Emma a tout mis en oeuvre pour faire partie du personnel de cabine de Brussels Airlines, mais début janvier, il lui a été indiqué qu'un tatouage présent sur sa main gauche n'allait pas lui permettre d'être embauchée. La compagnie aérienne avait pourtant allégé ses consignes en janvier 2024. Explications.

Durant l'été 2024, Emma a déposé sa candidature afin de faire partie des membres d'équipage de Brussels Airlines. Enseignante de formation, la jeune femme de 25 ans a souhaité découvrir d'autres horizons dans sa carrière professionnelle en rejoignant la compagnie aérienne. Elle raconte comment elle est parvenue à franchir plusieurs étapes afin d'atteindre la formation du personnel de cabine.

"J’étais enseignante auparavant, durant un an et demi. J’étais professeure de langues modernes (anglais et néerlandais) dans une école secondaire du Brabant wallon. Je voulais vraiment arrêter cette profession pour me consacrer à la formation me permettant de rejoindre Brussels Airlines. Une formation issue d’un processus très long", indique Emma.

Après le dépôt de sa candidature fin août, des étapes de sélection par capsule vidéo ont eu lieu. "Ayant réussi ces premières étapes, j’ai été invitée à me présenter à une journée de recrutement, avec une trentaine de personnes. Cela a eu lieu en octobre 2024. A la suite de cette journée de recrutement, je vais être sélectionnée. J’étais ravie. Les entretiens s’étaient super bien déroulés, avec un accent mis sur les langues. Dès ces entretiens, je n’ai par ailleurs jamais cherché à cacher un petit tatouage que j’ai sur la main gauche. Il est visible si on y prête attention, mais il est tellement petit qu’on peut ne pas le voir. Je n’ai jamais tenté de le dissimuler et j’avais surtout hâte d’être à la formation."

La formation tant attendue par Emma a débuté le 6 janvier dernier. Et dès le premier jour, le règlement intérieur de l'entreprise a été présenté. La jeune femme a été particulièrement attentive aux consignes concernant... les tatouages.

* [Exercice court A]
Reproduisez à l'identique le passage de l'article sur la candidature d'Emma, de « Emma a tout » à « personnel de cabine. ».
* [Exercice court B]
Résumez en deux phrases l'article sur la candidature d'Emma chez Brussels Airlines.
Les enregistrements n'ont aucun rôle à jouer ici.

(Entrées de pointage d'objets étiquetés)

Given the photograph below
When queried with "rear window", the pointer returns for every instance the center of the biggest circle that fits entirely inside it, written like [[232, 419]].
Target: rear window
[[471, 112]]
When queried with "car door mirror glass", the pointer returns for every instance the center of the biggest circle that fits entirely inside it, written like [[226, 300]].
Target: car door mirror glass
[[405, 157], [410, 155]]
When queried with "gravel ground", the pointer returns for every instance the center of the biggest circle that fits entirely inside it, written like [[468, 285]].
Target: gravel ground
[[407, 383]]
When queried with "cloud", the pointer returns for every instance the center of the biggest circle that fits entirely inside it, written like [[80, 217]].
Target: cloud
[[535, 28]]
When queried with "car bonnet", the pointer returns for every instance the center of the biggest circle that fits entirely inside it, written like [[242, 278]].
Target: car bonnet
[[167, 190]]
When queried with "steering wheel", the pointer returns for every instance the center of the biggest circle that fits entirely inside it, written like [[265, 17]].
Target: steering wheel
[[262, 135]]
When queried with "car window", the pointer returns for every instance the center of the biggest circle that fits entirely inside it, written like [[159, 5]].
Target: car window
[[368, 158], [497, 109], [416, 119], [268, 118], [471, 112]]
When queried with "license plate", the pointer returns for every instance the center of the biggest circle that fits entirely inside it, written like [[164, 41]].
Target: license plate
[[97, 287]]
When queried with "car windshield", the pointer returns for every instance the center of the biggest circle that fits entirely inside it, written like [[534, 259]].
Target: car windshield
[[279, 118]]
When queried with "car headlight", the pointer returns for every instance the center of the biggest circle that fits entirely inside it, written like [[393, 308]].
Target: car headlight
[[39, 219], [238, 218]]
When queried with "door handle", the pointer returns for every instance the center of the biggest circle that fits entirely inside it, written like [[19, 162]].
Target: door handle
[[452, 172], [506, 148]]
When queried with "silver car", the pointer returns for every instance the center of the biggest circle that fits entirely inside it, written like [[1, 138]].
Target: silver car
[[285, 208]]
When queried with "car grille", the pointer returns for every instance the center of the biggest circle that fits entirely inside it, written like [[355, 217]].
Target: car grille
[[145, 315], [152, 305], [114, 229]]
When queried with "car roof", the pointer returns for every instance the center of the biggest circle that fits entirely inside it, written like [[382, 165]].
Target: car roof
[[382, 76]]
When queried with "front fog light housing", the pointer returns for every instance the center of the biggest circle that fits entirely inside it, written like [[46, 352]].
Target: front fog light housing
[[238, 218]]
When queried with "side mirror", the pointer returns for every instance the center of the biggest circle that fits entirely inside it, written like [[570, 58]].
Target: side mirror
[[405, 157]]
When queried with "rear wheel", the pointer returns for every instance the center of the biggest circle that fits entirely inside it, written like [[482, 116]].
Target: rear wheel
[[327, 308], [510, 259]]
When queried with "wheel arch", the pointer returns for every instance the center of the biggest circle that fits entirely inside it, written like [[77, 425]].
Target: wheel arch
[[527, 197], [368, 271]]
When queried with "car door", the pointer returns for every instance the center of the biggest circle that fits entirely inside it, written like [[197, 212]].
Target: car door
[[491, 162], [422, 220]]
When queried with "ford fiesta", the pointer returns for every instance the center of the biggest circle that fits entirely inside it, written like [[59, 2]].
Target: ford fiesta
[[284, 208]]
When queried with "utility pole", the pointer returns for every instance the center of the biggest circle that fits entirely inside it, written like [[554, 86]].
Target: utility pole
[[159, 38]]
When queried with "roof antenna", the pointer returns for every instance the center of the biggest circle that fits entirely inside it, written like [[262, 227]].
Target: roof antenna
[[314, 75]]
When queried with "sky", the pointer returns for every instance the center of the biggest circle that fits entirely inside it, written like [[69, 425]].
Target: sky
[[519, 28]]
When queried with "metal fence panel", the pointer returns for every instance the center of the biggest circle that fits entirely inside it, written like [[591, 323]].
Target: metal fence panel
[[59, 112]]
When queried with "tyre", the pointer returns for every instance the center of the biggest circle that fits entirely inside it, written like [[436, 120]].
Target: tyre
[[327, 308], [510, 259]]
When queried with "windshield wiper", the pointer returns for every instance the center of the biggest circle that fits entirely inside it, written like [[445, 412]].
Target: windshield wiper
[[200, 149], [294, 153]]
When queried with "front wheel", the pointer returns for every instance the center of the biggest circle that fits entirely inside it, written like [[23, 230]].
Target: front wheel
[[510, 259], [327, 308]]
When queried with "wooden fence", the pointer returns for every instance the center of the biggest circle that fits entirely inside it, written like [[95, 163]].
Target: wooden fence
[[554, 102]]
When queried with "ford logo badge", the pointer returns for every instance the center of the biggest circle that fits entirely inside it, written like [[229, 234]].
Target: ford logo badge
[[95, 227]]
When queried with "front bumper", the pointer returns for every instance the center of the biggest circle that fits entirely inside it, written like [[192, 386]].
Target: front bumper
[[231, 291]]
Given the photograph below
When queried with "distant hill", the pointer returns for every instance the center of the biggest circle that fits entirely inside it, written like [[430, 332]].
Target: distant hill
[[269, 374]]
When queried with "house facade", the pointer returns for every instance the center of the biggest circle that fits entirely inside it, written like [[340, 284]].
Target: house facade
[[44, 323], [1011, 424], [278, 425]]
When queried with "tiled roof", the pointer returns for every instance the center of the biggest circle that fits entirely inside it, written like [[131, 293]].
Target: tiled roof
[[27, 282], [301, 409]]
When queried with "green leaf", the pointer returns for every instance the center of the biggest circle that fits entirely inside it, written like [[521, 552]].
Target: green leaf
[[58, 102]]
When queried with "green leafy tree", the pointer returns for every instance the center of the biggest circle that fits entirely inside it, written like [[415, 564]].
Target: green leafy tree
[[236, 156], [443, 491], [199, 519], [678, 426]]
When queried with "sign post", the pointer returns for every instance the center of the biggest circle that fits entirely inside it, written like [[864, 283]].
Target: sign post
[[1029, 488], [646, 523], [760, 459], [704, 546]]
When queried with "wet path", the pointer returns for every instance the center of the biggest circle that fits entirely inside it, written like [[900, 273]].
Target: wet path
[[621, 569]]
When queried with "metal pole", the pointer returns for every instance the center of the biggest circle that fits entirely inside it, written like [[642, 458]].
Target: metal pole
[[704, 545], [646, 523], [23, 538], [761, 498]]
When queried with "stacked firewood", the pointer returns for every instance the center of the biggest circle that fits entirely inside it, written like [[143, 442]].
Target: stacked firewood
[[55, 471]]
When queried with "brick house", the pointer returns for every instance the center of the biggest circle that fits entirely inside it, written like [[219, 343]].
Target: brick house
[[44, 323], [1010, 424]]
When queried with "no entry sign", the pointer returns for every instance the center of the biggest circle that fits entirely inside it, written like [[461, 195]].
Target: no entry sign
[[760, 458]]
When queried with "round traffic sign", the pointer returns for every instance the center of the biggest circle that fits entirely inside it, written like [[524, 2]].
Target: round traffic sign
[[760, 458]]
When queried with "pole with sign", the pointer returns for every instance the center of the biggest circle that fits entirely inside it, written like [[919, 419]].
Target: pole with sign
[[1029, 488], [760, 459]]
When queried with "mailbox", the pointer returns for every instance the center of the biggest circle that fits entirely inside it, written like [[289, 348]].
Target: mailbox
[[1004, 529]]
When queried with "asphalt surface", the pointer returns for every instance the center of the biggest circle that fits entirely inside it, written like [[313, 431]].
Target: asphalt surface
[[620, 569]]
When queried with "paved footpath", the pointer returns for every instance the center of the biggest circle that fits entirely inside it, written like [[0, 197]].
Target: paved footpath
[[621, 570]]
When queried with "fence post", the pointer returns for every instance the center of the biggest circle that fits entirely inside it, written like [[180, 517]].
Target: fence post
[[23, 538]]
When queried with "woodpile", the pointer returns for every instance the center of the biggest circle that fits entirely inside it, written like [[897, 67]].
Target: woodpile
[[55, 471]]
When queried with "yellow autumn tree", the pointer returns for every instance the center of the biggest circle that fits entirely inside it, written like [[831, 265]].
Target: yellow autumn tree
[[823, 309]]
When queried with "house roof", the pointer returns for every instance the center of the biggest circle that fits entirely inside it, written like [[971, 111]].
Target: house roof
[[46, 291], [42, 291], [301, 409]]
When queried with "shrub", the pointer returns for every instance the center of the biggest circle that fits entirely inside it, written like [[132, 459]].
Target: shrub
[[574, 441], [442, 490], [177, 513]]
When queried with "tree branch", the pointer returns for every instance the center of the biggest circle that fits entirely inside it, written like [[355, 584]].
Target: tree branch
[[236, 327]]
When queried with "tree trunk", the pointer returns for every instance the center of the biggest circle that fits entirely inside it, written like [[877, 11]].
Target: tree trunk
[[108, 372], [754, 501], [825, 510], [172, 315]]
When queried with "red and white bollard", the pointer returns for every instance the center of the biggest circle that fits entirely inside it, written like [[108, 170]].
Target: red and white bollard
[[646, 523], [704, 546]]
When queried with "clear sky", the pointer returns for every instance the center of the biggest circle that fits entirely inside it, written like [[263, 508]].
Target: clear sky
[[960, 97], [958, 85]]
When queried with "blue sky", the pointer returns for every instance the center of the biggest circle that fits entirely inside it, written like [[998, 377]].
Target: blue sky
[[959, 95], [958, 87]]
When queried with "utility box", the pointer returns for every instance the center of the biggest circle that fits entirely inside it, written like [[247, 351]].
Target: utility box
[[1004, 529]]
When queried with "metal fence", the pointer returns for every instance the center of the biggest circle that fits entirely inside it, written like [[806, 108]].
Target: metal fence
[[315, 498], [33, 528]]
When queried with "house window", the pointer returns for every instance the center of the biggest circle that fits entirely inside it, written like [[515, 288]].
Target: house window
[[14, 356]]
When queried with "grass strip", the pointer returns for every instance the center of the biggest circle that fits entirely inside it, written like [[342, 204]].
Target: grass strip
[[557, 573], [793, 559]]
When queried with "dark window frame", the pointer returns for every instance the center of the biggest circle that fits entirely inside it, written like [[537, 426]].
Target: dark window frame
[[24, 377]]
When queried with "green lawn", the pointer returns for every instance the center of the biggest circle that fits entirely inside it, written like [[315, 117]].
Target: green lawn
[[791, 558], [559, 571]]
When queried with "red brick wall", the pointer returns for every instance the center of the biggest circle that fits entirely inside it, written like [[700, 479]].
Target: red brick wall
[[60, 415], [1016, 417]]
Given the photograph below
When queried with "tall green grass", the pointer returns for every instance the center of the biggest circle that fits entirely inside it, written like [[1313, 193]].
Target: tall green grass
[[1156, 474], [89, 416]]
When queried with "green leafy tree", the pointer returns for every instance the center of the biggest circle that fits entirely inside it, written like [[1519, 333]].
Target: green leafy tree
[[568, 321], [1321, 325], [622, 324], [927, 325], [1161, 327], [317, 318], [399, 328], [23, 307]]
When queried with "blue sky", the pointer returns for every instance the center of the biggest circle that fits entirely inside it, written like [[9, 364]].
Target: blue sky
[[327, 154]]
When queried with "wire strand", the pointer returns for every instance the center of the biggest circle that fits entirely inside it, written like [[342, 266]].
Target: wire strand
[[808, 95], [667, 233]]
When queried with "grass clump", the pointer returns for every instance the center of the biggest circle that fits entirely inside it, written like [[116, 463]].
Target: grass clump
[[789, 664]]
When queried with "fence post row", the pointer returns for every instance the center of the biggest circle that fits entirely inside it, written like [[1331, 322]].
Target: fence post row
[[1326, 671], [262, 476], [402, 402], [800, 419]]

* [Réponse A]
Emma a tout mis en oeuvre pour faire partie du personnel de cabine de Brussels Airlines, mais début janvier, il lui a été indiqué qu'un tatouage présent sur sa main gauche n'allait pas lui permettre d'être embauchée. La compagnie aérienne avait pourtant allégé ses consignes en janvier 2024. Explications.

Durant l'été 2024, Emma a déposé sa candidature afin de faire partie des membres d'équipage de Brussels Airlines. Enseignante de formation, la jeune femme de 25 ans a souhaité découvrir d'autres horizons dans sa carrière professionnelle en rejoignant la compagnie aérienne. Elle raconte comment elle est parvenue à franchir plusieurs étapes afin d'atteindre la formation du personnel de cabine.

* [Réponse B]
Emma, une ancienne enseignante de 25 ans, a postulé durant l'été 2024 pour entrer dans le personnel de cabine de Brussels Airlines et a été sélectionnée après une journée de recrutement en octobre 2024, sans jamais chercher à cacher le petit tatouage qu'elle a sur la main gauche. Début janvier, au moment où débutait sa formation, on lui a indiqué que ce tatouage ne lui permettrait pas d'être embauchée, alors que la compagnie avait allégé ses consignes en janvier 2024.